** start Source text **

OK, have a long day on the smoker planned today.  Going to try to get 2 shoulders done in time for dinner, and some baby back ribs for my folks.  Also thought I would try to keep track of my charcoal / split use, as I haven't really monitored that closely before.  I'll set up a table for the firebox details here at the top, then add pictures and details below.

 

Time Detail
Night before Set up firebox with ~10 lbs lump and 2 chunks hickory in firebox. 
4:30

 Light 1 chimney briquettes

5:15 Add chimney to fb
5:25 CC stable @230°, TBS, add meat
6:30 Add 2 more hickory chunks

 

 

Two shoulders from local supermarket

 

 

Prepped with Jeff's rub the night before

 

 

Started with about 10 lbs of lump and a couple chunks of hickory

 

Chimney with briquettes

 

Briquettes added to FB

 

Temp stable at 230°, add meat

 

Top and bottom vent just barely open to keep temp stable from 230° to 250°

 

OK, at this point drove to neighborhood Tim Hortons for some coffee.  Addicted to the TH coffee, not sure what they add to it but I'm hooked.  Okay, back at 6:15 to nice TBS, everything looking good so far.

 

I'll be back....

post #2 of 17

Looks like you are cruising over there in Buffalo! Nice job. I'm doing a 5 pounder myself just up the road in MA! 

post #3 of 17
Thread Starter 
Time Detail Meat temp
Night before Set up firebox with ~10 lbs lump and 2 chunks hickory in firebox.

** end Source text **
** start Rows **

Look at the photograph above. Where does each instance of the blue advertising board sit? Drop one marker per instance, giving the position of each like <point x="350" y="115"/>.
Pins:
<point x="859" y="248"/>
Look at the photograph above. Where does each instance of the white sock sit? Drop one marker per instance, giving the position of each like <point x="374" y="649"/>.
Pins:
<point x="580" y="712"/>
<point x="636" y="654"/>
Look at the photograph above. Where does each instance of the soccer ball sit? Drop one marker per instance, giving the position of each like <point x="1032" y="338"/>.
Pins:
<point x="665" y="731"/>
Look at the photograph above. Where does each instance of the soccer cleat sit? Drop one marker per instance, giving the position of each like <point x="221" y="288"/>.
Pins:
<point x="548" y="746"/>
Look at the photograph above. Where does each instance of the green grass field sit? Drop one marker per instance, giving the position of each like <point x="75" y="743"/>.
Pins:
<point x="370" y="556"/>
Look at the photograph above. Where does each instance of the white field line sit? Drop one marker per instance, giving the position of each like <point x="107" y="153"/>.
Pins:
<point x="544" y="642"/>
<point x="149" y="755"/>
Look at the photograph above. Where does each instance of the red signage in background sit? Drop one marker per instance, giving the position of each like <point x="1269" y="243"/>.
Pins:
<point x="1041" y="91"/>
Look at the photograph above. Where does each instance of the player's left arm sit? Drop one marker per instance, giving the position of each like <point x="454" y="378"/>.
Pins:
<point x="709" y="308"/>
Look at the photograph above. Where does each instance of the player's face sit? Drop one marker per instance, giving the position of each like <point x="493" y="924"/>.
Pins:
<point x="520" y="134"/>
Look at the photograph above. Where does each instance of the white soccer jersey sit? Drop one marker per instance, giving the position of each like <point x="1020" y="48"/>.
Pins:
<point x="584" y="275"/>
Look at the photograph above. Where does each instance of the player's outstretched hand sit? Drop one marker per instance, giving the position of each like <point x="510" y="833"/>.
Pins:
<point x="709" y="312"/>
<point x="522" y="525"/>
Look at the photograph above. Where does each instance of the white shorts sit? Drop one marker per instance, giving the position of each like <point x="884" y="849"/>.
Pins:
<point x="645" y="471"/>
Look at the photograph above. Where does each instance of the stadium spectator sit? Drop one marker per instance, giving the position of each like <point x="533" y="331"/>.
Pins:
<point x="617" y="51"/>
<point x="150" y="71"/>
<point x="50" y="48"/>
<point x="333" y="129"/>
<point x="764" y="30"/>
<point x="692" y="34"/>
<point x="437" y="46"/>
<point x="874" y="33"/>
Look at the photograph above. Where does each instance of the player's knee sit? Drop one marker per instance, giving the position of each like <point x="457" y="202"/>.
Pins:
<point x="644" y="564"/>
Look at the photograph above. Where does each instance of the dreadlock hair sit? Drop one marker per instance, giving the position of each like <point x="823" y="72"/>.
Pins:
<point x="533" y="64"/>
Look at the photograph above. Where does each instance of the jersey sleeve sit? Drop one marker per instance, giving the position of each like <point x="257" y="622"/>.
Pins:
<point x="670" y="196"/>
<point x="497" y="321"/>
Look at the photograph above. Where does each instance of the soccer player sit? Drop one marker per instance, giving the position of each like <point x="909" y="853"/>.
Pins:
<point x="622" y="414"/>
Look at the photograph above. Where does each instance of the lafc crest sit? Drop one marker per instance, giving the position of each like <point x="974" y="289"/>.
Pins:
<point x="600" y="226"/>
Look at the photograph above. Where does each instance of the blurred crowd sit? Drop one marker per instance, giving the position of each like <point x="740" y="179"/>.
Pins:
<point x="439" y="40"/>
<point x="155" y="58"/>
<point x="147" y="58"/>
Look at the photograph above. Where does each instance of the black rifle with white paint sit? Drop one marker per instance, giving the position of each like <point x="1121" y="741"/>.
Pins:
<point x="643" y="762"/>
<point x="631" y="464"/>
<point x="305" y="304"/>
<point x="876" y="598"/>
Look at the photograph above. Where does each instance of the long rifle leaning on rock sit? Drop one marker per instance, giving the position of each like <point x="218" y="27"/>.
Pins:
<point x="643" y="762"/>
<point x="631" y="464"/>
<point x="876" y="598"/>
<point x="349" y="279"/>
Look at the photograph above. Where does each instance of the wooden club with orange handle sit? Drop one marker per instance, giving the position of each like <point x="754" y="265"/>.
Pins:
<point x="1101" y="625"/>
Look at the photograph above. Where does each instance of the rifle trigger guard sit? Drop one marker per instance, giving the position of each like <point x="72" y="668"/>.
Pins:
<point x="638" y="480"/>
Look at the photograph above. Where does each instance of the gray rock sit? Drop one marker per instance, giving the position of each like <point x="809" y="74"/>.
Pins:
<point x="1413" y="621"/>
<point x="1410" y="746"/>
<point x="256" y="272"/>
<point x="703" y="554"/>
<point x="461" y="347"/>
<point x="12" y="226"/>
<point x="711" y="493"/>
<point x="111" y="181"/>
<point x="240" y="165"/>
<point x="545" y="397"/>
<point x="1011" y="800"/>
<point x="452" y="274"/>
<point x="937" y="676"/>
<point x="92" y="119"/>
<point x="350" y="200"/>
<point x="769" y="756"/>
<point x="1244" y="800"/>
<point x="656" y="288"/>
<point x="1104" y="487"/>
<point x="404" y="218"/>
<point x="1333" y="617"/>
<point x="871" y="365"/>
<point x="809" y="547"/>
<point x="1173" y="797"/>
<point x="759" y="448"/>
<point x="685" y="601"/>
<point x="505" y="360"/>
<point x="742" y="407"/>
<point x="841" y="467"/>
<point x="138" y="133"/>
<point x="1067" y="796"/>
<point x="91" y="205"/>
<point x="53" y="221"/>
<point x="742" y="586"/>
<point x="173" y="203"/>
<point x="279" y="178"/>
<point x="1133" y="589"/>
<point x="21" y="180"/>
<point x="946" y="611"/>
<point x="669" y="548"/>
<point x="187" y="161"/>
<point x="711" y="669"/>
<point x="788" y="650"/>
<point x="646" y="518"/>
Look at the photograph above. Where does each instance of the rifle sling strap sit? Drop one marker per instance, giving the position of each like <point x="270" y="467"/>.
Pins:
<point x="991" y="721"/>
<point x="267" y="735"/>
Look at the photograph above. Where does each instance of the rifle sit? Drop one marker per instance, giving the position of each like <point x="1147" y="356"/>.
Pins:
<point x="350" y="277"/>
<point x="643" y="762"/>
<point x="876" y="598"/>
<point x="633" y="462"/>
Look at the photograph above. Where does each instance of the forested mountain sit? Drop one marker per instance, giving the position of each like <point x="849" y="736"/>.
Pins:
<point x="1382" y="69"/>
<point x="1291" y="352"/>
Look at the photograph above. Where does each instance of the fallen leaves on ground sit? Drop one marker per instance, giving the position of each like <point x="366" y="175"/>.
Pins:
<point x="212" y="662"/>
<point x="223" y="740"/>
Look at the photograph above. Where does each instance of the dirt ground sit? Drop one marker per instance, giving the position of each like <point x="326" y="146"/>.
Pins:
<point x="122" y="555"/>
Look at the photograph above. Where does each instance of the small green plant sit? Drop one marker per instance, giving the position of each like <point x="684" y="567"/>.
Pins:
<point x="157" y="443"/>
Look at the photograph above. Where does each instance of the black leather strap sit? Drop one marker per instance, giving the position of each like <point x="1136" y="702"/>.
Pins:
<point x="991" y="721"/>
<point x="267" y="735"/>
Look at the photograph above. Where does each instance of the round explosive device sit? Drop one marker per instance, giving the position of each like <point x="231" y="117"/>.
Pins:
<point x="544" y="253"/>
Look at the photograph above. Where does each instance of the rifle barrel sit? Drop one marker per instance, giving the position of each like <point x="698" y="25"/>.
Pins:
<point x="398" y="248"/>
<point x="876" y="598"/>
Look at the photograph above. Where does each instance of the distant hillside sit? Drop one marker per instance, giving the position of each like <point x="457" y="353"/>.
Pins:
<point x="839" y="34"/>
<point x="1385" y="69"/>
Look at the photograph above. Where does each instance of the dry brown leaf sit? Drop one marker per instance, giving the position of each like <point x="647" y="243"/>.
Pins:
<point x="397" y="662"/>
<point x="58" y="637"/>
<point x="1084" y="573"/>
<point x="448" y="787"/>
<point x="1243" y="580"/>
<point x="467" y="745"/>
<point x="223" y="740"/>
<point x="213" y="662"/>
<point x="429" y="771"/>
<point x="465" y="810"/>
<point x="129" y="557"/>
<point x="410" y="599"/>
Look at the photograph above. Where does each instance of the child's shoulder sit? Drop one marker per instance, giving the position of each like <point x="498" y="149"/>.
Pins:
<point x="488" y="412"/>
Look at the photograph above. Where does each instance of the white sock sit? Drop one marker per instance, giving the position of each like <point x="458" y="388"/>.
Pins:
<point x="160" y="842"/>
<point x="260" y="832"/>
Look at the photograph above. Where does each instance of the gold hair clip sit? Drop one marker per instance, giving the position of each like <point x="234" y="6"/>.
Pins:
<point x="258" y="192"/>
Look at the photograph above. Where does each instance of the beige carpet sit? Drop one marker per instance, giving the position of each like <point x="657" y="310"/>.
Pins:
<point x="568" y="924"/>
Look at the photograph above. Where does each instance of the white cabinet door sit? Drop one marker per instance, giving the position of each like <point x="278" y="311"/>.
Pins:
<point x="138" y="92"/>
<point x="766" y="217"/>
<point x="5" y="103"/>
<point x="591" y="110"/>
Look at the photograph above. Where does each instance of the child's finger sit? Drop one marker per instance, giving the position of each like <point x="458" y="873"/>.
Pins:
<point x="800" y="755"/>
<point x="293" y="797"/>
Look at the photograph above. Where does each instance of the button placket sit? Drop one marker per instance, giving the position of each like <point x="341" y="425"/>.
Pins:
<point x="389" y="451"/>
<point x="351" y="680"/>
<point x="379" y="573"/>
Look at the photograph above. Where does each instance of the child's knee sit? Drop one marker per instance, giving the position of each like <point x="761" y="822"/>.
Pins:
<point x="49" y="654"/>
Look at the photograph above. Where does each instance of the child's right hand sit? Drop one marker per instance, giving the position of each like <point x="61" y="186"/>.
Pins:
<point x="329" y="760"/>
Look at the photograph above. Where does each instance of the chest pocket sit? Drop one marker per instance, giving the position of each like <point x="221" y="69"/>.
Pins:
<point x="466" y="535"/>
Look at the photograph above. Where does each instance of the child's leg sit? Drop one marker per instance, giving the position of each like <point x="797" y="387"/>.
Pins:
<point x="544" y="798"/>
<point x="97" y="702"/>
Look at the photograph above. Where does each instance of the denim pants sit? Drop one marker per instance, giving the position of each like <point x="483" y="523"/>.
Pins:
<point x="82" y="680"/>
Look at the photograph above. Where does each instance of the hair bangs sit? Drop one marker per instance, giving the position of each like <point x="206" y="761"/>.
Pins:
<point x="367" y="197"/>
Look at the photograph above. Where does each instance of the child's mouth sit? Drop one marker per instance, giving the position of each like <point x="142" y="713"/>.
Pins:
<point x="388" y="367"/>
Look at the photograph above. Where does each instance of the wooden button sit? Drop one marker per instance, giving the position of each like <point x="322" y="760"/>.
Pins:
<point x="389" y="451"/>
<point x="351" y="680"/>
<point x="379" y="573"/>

** end Rows **

- Exercise set -
1. In the smoking log, at what time were two more hickory chunks added?
2. Write what comes next in the pork shoulder smoking log, picking up after its last line.

- Results for each task -
1. 6:30

2.
4:30

 Light 1 chimney briquettes

 
5:15 Add chimney to fb  
5:25 CC stable @230°, TBS, add meat  
6:30 Add 2 more hickory chunks  
7:05 Add 1 sm, 1 lg split.  Put temp sensor in meat 84
7:20 Add 1 lg split, increase smoker temp 250 - 270 88
     
 

Update on temps, here's where we're at:

 

 

 

I'll be back with a Swedish breakfast.

post #4 of 17
Thread Starter 

OK, so son (age 11) is home from scout camp (actually been away more than home this month, with a couple of weeks at Christian camp, 1 week at scout camp, then going back to Christian camp next week), so he comes down with bleary eyes, first words are 'What's for breakfast?'.  I say I dunno, how 'bout some cereal, and he says 'Hey, let's have some pult!'.

 

So, a bit of explaining here, probably good idea.  Pult is a Swedish recipe I learned from my grandfather years ago, it's basically just flour, potatoes and salt pork.  I'll have to create a how-to post the next time we make them.  Anyway, they're rolled into balls (a little smaller than a softball) and frozen until needed:

 

 

 

Inside, showing salt pork in middle:

 

 

Cut into cubes and fried with butter:

 

Conversation with son:

 

"Dad, those are looking a little dry.  Better add more butter"

"I already used half a stick, that's enough"

"You're cooking 3 of them.  Grandma uses a whole stick for one!"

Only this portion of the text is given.